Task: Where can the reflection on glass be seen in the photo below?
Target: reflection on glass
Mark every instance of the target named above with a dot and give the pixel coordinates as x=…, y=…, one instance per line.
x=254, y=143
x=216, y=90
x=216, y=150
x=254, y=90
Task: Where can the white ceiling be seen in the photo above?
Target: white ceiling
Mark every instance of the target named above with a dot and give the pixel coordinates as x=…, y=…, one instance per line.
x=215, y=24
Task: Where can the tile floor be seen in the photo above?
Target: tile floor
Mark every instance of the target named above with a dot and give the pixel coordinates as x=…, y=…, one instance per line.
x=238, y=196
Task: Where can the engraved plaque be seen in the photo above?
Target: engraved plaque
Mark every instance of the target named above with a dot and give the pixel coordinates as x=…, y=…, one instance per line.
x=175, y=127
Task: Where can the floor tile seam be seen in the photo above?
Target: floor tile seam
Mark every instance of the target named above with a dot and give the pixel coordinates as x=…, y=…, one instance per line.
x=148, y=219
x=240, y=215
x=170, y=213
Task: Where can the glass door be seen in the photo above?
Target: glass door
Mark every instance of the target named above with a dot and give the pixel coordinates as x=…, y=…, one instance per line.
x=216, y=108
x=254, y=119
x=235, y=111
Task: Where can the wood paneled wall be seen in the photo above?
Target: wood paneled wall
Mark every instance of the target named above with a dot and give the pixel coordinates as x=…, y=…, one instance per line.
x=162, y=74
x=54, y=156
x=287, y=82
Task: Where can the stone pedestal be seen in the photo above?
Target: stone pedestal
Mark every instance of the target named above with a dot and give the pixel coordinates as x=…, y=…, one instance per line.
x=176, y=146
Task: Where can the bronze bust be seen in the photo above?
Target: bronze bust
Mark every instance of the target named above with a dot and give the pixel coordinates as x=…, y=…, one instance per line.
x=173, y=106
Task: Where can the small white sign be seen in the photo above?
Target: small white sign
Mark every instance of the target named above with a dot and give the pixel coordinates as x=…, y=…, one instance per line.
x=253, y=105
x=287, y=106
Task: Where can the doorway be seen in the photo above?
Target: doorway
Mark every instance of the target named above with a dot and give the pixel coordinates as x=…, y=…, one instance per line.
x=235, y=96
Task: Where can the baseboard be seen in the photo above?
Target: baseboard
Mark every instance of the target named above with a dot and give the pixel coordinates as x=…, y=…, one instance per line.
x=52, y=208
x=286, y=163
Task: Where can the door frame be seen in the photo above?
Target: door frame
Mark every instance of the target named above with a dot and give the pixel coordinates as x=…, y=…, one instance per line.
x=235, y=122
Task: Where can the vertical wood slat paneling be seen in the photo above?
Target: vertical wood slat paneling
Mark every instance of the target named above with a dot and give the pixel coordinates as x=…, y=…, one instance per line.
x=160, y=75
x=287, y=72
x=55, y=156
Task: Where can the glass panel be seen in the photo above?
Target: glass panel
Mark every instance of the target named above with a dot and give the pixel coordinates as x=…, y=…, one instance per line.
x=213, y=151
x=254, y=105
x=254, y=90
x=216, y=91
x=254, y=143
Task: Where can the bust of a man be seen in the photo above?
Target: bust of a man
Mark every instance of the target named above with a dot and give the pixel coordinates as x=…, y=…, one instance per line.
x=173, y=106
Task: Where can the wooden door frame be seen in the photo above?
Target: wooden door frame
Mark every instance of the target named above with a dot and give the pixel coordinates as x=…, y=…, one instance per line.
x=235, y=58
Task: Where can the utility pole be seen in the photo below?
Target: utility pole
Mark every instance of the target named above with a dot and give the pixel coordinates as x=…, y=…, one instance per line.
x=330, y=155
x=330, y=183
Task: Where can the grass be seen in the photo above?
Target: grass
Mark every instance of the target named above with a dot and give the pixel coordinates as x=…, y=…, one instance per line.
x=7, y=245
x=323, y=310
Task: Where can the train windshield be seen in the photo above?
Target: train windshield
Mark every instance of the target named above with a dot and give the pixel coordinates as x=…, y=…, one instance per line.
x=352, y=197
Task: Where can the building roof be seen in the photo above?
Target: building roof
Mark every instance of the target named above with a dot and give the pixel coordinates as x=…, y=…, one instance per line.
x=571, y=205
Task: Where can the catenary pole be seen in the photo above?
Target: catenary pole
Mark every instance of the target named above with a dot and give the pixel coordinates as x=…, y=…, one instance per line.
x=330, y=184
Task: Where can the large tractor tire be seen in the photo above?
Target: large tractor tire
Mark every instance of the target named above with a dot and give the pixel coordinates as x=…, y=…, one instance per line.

*Task instructions*: Copy out all of these lines again, switching every "dot" to "point" and leaving everything else as it is.

*Task solution*:
Task: Where can the reflection on glass be seen in the photo below?
Target: reflection on glass
Mark every instance of the target named above with a point and give the pixel coordinates as x=…, y=…, one instance per line.
x=254, y=143
x=216, y=90
x=216, y=150
x=254, y=90
Task: Where can the white ceiling be seen in the photo above?
Target: white ceiling
Mark every instance of the target named above with a point and give the pixel coordinates as x=…, y=…, one instance per line.
x=215, y=24
Task: Where can the tile floor be seen in the photo above?
Target: tile floor
Mark every instance of the target named above with a point and give the pixel coordinates as x=…, y=…, one instance per line.
x=238, y=196
Task: Where can the engraved plaque be seen in the photo above?
Target: engraved plaque
Mark every instance of the target named above with a point and give the pixel coordinates as x=…, y=…, one instance per line.
x=175, y=127
Task: Where can the floor tile seam be seen in the photo above?
Target: floor tile seam
Mark every instance of the target named above with a point and give the pixel coordinates as x=…, y=…, one instance per line.
x=148, y=219
x=240, y=215
x=170, y=213
Task: Where can the glass door be seen in the photo above?
Target: glass door
Mark every instance of the target named above with a point and give the pixel coordinates as x=…, y=…, one instance per line.
x=216, y=108
x=254, y=119
x=235, y=111
Task: Where can the wood paneled wall be seen in the photo above?
Target: wood paneled wall
Mark every instance of the target named above with a point and give the pixel coordinates as x=…, y=…, one instance per line.
x=162, y=74
x=54, y=156
x=287, y=82
Task: Where can the stone pedestal be seen in the photo above?
Target: stone pedestal
Mark every instance of the target named above with a point and give the pixel coordinates as x=…, y=…, one instance per line.
x=176, y=146
Task: Where can the bronze bust be seen in the photo above?
Target: bronze bust
Mark every instance of the target named above with a point and give the pixel coordinates as x=…, y=…, one instance per line.
x=173, y=106
Task: Where can the small white sign be seen in the photo above?
Target: small white sign
Mark every instance of the target named above with a point and give the pixel coordinates as x=…, y=…, one instance per line.
x=253, y=105
x=287, y=106
Task: Where can the doorway be seen in the photo above?
Target: doorway
Mark every instance of the target named above with a point and give the pixel coordinates as x=…, y=…, one instance per line.
x=235, y=96
Task: Where can the baseboard be seen in the photo above?
Target: baseboard
Mark every instance of the target named above with a point and give the pixel coordinates as x=…, y=…, one instance per line.
x=52, y=208
x=286, y=163
Task: Where can the door frame be seen in the photo above?
Target: door frame
Mark every instance of the target named above with a point and give the pixel coordinates as x=…, y=…, one instance per line.
x=235, y=122
Task: Where can the vertical wood slat paneling be seen in the photo above?
Target: vertical wood slat paneling
Mark every instance of the target named above with a point and give the pixel coordinates as x=…, y=…, one instance per line.
x=160, y=75
x=287, y=72
x=55, y=156
Task: Where can the glass panel be seen in the photo above?
Target: glass panel
Mark every instance of the target named above with a point and give the pixel coordinates as x=…, y=…, one instance per line.
x=213, y=151
x=254, y=105
x=254, y=90
x=216, y=91
x=254, y=143
Task: Where can the bust of a man be seen in the photo above?
Target: bust of a man
Mark every instance of the target named above with a point and give the pixel coordinates as x=…, y=…, one instance per line.
x=173, y=106
Task: Where can the wooden door frame be seen in the photo above?
Target: wooden door frame
Mark every instance of the target named above with a point and give the pixel coordinates as x=…, y=…, one instance per line.
x=235, y=58
Task: Where can the utility pole be seen in the photo below?
Target: utility pole
Mark every instance of the target named above with a point and give the pixel coordinates as x=…, y=…, one instance per line.
x=330, y=155
x=330, y=183
Task: Where can the grass be seen in the photo above?
Target: grass
Mark every instance of the target named above with a point and give the pixel coordinates as x=…, y=…, one instance per line.
x=7, y=245
x=323, y=310
Task: Where can the train windshield be seen in the photo above?
Target: train windshield
Mark every instance of the target named above with a point and give the pixel coordinates as x=…, y=…, one instance per line.
x=352, y=197
Task: Where can the building roof be seen in the photo above?
Target: building roof
Mark every instance of the target named above with a point and give the pixel coordinates as x=…, y=…, one instance per line.
x=571, y=205
Task: Where can the catenary pole be seen in the photo above?
Target: catenary pole
Mark every instance of the target named above with a point and give the pixel coordinates as x=…, y=…, one instance per line.
x=330, y=184
Task: Where can the large tractor tire be seen in the photo above?
Target: large tractor tire
Mark every instance of the target named above with a point and give the pixel coordinates as x=…, y=…, one instance per line.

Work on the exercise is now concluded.